**EXTRACT TO READ:**
◆ ◆ ◆ ◆

Will Applying Sunscreen Prevent Vitamin D Production?

Vitamin D and the sun 

It is a modern dilemma – do you go out in the sun and top up your vitamin D levels but risk sunburn and sun damage, which at its worst can lead to skin cancer? Or do you cover up, slap on the suncream and make sure you don’t let the sun on your skin? The benefits of vitamin D are widespread and include bone health and promoting immune function. It has also been shown to help protect against cancer, so it makes you wonder if there is a link between vitamin D levels and skin cancer. We have delved into the research to see what the scientists have found.

About 90% of the vitamin D in our body is made through the skin and about 10% comes from dietary sources. Food sources include oily fish, eggs and dairy foods, many cereals and dairy-alternatives are fortified with vitamin D. But how is vitamin D made via the skin? It seems like such an unlikely method of making a vitamin! Basically part of the vitamin D compound accumulates in the layers of the skin and UVB light from the sun converts it and the liver activates it. Generally speaking the fairer your skin, the more efficient the conversion to active vitamin D, so those with darker skin need to spend longer in the sun to make their quota of vitamin D. We also need to remember that in the UK the sun is only strong enough for us to make vitamin D from March to October. A cloudy day, a frequent occurrence, will also reduce vitamin D synthesis.

In recent years public health initiatives have focused on covering up in the sun or using sunscreen to help reduce the incidence of skin cancers. At the same time scientific research into the negative effects of low vitamin D levels has been increasing. We have been told in the past that using sunscreen stopped the production of vitamin D. Although the research into skin cancer and vitamin D levels is conflicting, a review in Melanoma Management found there is some evidence that people with good levels of vitamin D have a lower mortality rate from skin cancer than those who have low levels. So how can we top our vitamin D and protect our skin at the same time?

Helpfully, recent research published in the British Journal of Dermatology has examined this issue and conducted an experiment on a group of travellers heading to the sun for a week in Tenerife. They measured vitamin D levels before and after a glorious week of consistently sunny weather and clear skies! The results confirmed that even when sunscreen was applied regularly and frequently, the level of vitamin D increased significantly by the end of the holiday. The holiday makers protected their skin and boosted their vitamin D.

For those of us in the UK who aren’t heading off on sunny holidays where the sunlight is stronger and the clouds less frequent, we may have to work harder to top our vitamin D during the summer. This is where supplements play an important role to support our levels. We can, though, rest assured that we will be making some vitamin D even when we are wearing sunscreen.

◆ ◆ ◆ ◆

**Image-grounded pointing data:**
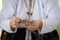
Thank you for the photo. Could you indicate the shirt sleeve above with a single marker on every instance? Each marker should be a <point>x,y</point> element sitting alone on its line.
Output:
<point>6,14</point>
<point>52,17</point>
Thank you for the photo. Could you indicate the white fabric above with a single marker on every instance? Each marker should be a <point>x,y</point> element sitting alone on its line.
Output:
<point>49,14</point>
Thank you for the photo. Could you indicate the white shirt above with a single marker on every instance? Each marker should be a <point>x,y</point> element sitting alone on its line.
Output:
<point>49,14</point>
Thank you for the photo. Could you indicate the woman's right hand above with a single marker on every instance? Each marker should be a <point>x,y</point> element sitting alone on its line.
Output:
<point>14,23</point>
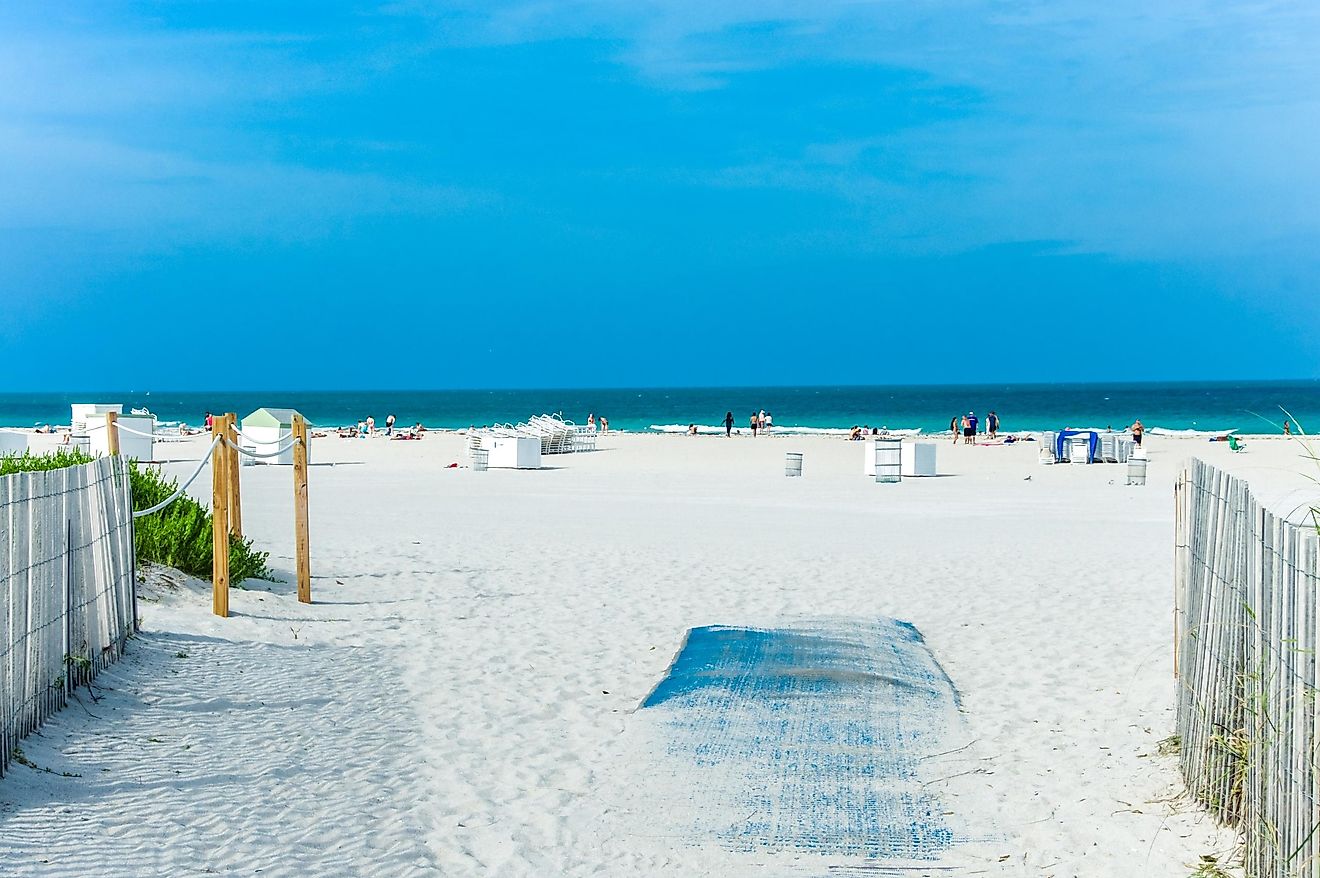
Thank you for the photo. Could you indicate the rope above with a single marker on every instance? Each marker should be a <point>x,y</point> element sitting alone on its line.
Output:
<point>181,487</point>
<point>293,440</point>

◆ ◆ ◆ ◆

**WORK TO BE COMPLETED:** In the article on sunscreen and vitamin D, copy the passage from "Helpfully, recent research" to "their vitamin D." word for word.

**ANSWER TO THE EXERCISE:**
Helpfully, recent research published in the British Journal of Dermatology has examined this issue and conducted an experiment on a group of travellers heading to the sun for a week in Tenerife. They measured vitamin D levels before and after a glorious week of consistently sunny weather and clear skies! The results confirmed that even when sunscreen was applied regularly and frequently, the level of vitamin D increased significantly by the end of the holiday. The holiday makers protected their skin and boosted their vitamin D.